▶ _TASK PROMPT_: Word for word, restate every entry shown below.

(INFORMATION PROVIDED)

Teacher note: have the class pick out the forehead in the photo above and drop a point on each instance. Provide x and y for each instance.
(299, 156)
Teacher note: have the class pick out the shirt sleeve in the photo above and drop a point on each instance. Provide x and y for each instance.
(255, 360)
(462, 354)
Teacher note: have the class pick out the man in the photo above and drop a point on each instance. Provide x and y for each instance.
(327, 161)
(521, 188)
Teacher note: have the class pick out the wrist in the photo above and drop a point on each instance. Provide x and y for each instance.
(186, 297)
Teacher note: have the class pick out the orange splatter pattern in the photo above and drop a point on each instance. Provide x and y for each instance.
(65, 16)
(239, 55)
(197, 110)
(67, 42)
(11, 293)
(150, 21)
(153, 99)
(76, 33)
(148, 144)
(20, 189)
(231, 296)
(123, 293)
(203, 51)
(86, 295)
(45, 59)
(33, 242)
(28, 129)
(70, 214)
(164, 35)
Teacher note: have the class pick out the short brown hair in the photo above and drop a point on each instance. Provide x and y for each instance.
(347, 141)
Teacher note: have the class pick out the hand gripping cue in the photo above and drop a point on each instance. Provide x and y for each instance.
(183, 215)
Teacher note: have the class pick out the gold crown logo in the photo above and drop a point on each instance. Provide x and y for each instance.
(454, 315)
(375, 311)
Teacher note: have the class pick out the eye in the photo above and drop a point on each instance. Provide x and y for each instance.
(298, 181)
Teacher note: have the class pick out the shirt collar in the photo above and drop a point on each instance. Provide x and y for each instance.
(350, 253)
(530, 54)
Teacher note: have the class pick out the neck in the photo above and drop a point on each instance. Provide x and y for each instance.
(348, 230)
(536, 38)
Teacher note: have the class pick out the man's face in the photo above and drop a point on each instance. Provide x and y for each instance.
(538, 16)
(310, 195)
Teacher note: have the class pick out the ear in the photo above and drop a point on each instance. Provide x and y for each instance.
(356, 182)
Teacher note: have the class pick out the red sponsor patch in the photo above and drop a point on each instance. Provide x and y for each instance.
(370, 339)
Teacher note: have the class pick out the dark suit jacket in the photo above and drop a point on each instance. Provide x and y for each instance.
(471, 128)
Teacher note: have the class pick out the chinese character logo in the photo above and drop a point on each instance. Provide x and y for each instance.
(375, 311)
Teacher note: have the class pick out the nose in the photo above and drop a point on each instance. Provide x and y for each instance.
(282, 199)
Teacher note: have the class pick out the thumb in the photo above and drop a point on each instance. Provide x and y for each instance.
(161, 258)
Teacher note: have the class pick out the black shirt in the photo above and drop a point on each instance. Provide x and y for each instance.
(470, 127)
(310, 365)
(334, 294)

(End INFORMATION PROVIDED)

▶ _THE ANSWER_:
Teacher note: have the class pick out the forehead in the photo above and drop a point on each instance. Provide x and y for each instance.
(299, 156)
Teacher note: have the class pick out the shirt sleeve in the photo above and drop a point on each instance. Provide x and y for each instance.
(255, 360)
(462, 354)
Teacher note: have the class pick out the man in the photo above and drop a point on each instance. Provide x and y for each instance.
(327, 161)
(521, 188)
Teacher note: have the class pick out the wrist in the photo above and drop a point on each instance. Provide x and y for each instance.
(186, 297)
Teacher note: have the class pick out the orange splatter pattern in the photo above and drop a point on each instance. Provide x and y for each instance.
(65, 16)
(239, 55)
(197, 110)
(67, 42)
(11, 293)
(150, 21)
(153, 99)
(76, 33)
(148, 144)
(20, 189)
(231, 296)
(123, 293)
(203, 51)
(86, 295)
(45, 59)
(33, 242)
(28, 129)
(70, 214)
(164, 35)
Teacher note: have the class pick out the short brown hair in the photo above and drop a point on each instance. Provide x and y for each instance.
(347, 141)
Teacher note: have the class pick out the hand gripping cue in the photo above and drop a point on each instance. Provide x and y for each instance.
(183, 215)
Teacher note: have the class pick out the gold crown logo in the photo above and drop a point on each instance. Provide x and y for each instance.
(454, 315)
(375, 311)
Teacher note: have the class pick out the eye in the photo above and drop a point on each instance. Provide x and y for each instance.
(298, 181)
Teacher note: have the class pick out the shirt collar in the photo above and drop a point on each instance. Provide x and y for each instance.
(350, 253)
(530, 54)
Teacher note: have the class pick out the neck in the photo above and drop a point on each instance. Provide x and y for each instance.
(348, 230)
(536, 38)
Teacher note: have the class pick out the man's face in the photo above and drop a point on each instance. Provide x and y for each instance.
(538, 16)
(310, 195)
Teacher note: have the class pick out the ear in the photo above and drop a point on each instance. Provide x and y for each instance.
(356, 182)
Teacher note: have the class pick out the red sponsor patch in the photo above and drop a point on each instance. Provide x and y for each instance.
(370, 339)
Teacher note: have the class pick out the dark suit jacket in the photo above and drop a point on each instance. Provide x and y for each instance.
(471, 128)
Teacher note: have the class pick out the chinese character logo in the photo above and drop a point on each instance. Provide x and y for each instance.
(375, 311)
Teacher note: have the class pick out the nose in the photo above and drop a point on each instance. Provide x and y for each instance.
(282, 199)
Teacher note: have the class pick out the thumb in the photo above and drop a point on each instance. Provide x and y for each instance.
(161, 258)
Teacher note: have the class pick out the black shirt in the photo above and drop a point on each instance. Provide x and y for each instance.
(470, 127)
(310, 365)
(334, 294)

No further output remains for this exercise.